> _Source text_:
◇ ◇ ◇
For consider for a moment the conception of God which throbs through all the passionate language of this Psalm. A God of righteousness who will not look upon sin with allowance; nay, who directs all things, even the emergence of acts of sin in His world, so that He may not only be just, but also “may be justified when He speaks and clear when He judges.” A God of holiness whose Spirit cannot abide in our impure hearts. A God of unbounded power, who governs the whole course of events in accordance with His own counsels. But above all, a gracious God, full of lovingkindness, abundant in compassion, whose delight is in salvation. There is nothing here which goes beyond the great revelation of Ex. 34:6, “a God full of compassion and gracious, abundant in lovingkindness and truth; keeping lovingkindness for thousands, forgiving iniquity and transgression and sin.” Indeed the language of the Psalm is obviously modelled on this of Exodus. But here it is not given from the lips of Jehovah, proclaiming His character, but returned to us from the heart of the repentant sinner, recounting the nature of the God with whom he has to do.
◇ ◇ ◇
> _Objective 1_: Using only the passage on the Psalm, decide whether each statement agrees with it, answering yes or no and quoting the words that decide it. (a) The Psalm's language is modeled on a passage from Exodus. (b) The passage describes a God whose Spirit abides in impure hearts. (c) In the Psalm, the description of God comes from the lips of Jehovah.
> _Objective 2_: Extract every line of the rows below that contains the string "opening". Case counts.
◇ ◇ ◇
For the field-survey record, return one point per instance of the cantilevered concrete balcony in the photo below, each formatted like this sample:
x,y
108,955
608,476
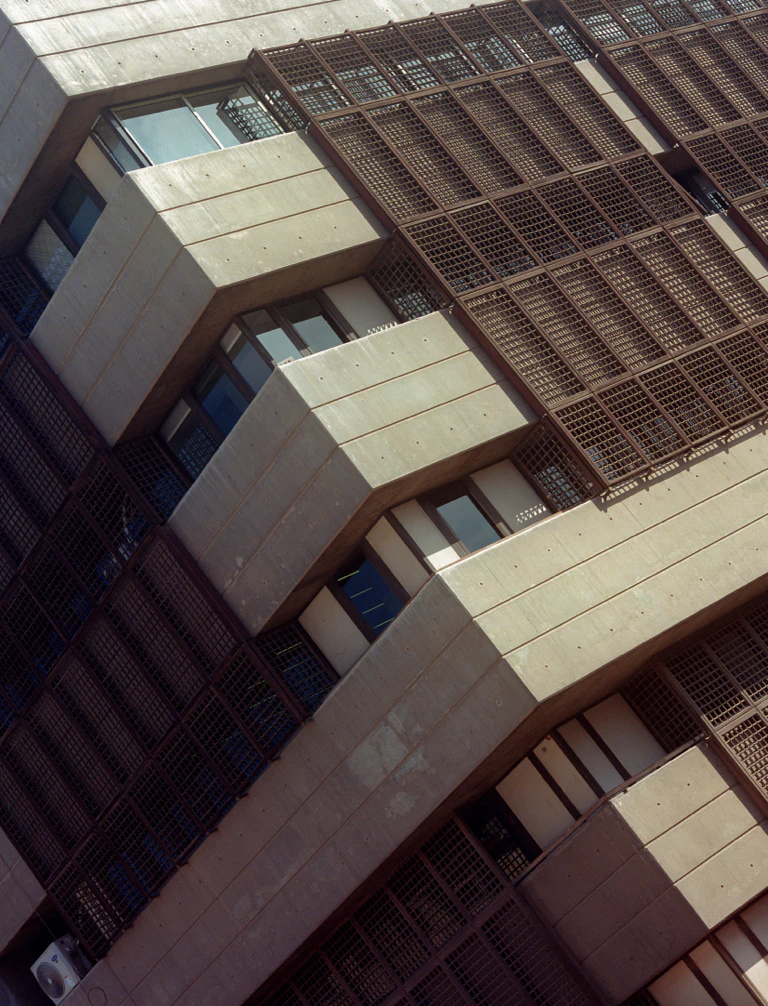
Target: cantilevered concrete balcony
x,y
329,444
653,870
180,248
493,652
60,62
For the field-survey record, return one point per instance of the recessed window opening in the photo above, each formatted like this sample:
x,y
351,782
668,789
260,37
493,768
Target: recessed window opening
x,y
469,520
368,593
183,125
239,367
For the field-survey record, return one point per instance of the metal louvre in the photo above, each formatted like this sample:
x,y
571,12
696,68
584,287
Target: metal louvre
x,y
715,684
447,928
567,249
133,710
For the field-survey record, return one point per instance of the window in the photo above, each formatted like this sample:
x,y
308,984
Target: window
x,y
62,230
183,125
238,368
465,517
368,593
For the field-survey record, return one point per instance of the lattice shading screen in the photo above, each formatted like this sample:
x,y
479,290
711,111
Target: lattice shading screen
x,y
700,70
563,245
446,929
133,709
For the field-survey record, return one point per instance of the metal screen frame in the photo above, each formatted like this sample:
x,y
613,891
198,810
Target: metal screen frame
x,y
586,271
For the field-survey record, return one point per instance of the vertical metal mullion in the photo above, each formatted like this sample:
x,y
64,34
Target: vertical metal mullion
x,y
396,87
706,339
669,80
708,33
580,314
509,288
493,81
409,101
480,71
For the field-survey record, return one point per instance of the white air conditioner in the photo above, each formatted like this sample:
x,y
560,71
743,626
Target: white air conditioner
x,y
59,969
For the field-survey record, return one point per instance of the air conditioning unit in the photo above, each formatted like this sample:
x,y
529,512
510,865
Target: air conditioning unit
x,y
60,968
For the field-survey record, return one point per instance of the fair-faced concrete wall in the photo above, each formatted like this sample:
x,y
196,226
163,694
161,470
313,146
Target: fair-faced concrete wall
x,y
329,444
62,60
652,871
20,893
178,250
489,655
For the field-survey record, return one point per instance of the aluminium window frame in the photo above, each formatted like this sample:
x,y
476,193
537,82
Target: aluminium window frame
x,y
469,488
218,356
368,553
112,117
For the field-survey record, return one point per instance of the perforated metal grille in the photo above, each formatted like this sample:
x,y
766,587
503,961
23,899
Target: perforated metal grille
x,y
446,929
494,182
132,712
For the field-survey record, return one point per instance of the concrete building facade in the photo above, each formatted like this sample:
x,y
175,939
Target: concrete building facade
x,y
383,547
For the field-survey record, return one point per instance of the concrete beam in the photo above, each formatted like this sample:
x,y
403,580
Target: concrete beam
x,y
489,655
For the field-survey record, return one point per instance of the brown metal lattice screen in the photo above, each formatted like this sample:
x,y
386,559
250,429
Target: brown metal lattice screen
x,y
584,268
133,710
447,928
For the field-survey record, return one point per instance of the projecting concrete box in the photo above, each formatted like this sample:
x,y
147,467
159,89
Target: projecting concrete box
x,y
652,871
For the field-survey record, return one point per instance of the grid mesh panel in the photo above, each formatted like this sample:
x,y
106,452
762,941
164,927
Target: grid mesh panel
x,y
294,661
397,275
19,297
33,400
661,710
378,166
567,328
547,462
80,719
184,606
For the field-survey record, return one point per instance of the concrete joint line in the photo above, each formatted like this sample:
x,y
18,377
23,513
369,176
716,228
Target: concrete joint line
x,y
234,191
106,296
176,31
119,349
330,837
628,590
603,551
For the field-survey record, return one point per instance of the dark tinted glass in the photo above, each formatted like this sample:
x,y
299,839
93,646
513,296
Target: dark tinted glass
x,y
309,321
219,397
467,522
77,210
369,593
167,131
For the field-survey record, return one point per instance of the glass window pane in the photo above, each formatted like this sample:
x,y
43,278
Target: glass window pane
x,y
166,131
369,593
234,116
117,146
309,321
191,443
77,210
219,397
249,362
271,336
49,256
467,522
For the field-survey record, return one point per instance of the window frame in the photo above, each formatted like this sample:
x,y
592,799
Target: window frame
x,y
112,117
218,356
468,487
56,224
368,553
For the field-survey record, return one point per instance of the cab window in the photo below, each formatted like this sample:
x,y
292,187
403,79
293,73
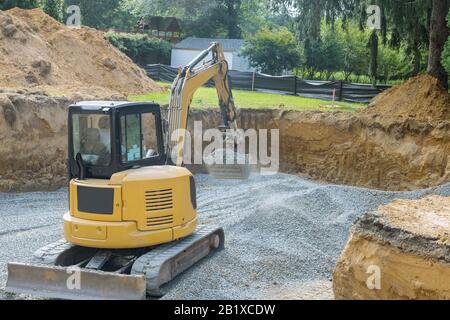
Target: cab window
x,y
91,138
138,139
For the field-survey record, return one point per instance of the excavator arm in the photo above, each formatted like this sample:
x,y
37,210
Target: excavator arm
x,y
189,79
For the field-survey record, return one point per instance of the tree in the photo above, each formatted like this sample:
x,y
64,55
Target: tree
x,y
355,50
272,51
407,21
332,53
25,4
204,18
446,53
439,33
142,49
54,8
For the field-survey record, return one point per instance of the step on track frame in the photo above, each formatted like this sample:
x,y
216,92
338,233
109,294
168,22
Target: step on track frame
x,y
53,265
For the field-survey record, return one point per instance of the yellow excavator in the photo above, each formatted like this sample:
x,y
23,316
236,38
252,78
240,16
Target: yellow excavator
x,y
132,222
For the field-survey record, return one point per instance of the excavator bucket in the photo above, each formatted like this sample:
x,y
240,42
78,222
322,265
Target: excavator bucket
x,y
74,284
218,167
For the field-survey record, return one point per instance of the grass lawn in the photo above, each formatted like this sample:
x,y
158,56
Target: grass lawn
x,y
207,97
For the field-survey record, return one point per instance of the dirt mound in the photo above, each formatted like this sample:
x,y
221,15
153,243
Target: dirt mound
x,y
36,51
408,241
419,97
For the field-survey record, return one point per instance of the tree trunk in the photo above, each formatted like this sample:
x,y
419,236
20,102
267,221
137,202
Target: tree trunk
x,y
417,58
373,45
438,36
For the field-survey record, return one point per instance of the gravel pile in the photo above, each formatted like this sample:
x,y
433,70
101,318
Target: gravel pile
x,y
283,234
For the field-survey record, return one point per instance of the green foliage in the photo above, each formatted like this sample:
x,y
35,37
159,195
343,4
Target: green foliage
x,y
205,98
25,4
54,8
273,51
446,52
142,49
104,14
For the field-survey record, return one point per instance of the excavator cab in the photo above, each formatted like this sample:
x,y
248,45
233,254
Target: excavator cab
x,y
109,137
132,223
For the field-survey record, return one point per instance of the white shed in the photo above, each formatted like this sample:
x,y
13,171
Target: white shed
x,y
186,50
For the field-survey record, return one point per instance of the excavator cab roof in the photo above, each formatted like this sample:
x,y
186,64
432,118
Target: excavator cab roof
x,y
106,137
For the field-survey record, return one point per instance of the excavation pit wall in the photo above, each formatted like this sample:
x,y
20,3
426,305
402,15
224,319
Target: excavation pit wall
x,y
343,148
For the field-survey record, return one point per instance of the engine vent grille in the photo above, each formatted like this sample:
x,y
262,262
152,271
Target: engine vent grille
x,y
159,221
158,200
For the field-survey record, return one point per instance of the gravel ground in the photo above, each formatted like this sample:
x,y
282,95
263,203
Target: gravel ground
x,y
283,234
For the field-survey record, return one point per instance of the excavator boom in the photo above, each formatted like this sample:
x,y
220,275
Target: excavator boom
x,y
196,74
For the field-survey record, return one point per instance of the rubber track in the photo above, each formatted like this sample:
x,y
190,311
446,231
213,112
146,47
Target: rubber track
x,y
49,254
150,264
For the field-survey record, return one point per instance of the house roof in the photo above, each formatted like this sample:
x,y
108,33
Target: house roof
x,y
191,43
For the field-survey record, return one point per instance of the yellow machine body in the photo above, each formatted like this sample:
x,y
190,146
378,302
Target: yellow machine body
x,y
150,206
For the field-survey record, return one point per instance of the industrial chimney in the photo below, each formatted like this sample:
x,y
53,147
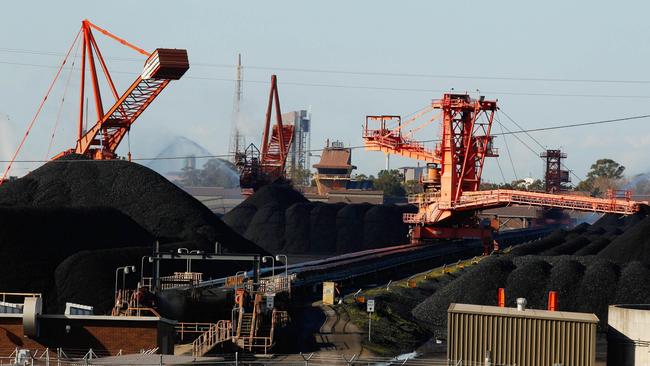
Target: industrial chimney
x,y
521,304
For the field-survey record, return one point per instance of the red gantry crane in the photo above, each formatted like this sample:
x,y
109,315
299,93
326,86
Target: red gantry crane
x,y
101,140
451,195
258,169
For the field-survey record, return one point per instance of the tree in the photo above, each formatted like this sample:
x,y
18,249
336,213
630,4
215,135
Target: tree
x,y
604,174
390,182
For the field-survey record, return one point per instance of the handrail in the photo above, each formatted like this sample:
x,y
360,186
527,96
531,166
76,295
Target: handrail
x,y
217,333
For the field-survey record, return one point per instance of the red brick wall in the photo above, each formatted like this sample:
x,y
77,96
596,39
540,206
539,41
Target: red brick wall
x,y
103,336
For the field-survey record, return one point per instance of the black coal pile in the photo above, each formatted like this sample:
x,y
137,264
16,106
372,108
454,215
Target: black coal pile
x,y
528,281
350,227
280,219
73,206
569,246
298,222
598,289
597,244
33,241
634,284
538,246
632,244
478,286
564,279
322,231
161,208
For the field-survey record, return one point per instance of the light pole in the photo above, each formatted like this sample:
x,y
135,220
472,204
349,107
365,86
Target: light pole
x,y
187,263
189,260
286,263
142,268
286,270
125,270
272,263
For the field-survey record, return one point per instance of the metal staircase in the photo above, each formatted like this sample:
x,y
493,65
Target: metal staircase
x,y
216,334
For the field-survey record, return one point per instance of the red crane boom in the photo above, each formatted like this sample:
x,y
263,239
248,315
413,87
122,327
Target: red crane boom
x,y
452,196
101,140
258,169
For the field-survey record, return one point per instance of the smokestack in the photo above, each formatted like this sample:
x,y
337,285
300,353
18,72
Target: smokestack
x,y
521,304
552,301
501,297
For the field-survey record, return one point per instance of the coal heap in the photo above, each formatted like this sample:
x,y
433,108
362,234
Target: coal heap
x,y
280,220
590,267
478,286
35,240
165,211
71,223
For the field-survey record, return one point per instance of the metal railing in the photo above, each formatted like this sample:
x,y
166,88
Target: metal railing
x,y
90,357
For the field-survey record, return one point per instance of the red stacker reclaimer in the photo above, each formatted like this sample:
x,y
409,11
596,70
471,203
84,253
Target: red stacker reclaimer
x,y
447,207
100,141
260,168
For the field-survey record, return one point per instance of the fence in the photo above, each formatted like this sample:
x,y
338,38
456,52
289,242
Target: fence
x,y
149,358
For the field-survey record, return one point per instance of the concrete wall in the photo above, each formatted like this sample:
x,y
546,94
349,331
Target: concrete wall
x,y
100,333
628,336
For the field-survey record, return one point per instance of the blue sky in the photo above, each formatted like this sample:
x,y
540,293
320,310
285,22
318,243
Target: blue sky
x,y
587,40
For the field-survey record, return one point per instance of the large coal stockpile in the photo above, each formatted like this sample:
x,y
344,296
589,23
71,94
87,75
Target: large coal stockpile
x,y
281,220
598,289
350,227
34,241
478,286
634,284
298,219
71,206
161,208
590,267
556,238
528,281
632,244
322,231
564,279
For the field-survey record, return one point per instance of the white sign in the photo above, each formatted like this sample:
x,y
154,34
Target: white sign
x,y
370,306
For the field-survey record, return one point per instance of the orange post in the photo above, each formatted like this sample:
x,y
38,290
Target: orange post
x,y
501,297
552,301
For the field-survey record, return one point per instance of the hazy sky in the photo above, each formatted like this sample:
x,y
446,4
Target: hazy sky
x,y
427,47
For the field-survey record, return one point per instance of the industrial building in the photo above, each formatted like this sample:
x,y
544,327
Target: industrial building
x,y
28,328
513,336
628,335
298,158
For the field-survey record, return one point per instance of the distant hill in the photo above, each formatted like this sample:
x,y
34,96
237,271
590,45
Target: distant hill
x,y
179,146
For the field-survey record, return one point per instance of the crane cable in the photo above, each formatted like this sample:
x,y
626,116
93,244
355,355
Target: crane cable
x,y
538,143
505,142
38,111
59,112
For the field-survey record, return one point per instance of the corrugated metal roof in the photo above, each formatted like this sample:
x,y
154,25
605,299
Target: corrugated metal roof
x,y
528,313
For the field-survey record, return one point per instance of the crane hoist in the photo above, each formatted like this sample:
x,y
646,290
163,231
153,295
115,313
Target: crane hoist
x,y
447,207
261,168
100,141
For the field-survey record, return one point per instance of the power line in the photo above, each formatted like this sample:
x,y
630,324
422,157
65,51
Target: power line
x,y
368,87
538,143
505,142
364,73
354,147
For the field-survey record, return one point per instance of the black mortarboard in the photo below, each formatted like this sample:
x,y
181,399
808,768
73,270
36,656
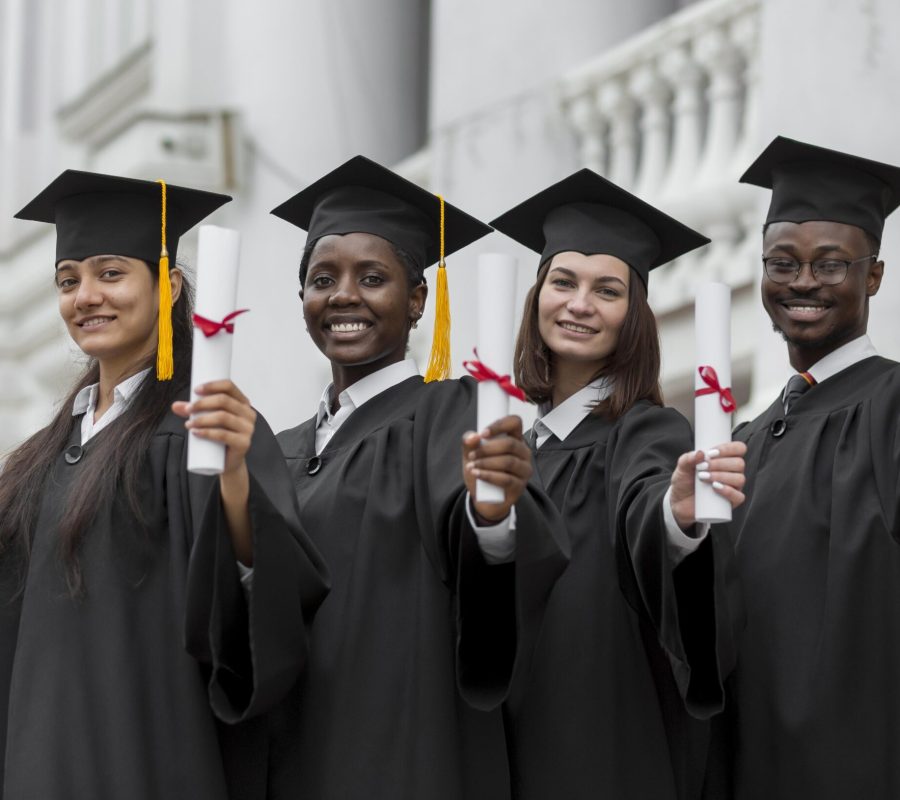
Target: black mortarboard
◇ ◇ ◇
> _Exercise solution 1_:
(a) Yes: "Indeed the language of the Psalm is obviously modelled on this of Exodus."
(b) No: "A God of holiness whose Spirit cannot abide in our impure hearts."
(c) No: "But here it is not given from the lips of Jehovah, proclaiming His character, but returned to us from the heart of the repentant sinner"

> _Exercise solution 2_:
For the field-survey record, return one point per instance of the recessed window opening in the photo above, each formatted like this sample:
Target: recessed window opening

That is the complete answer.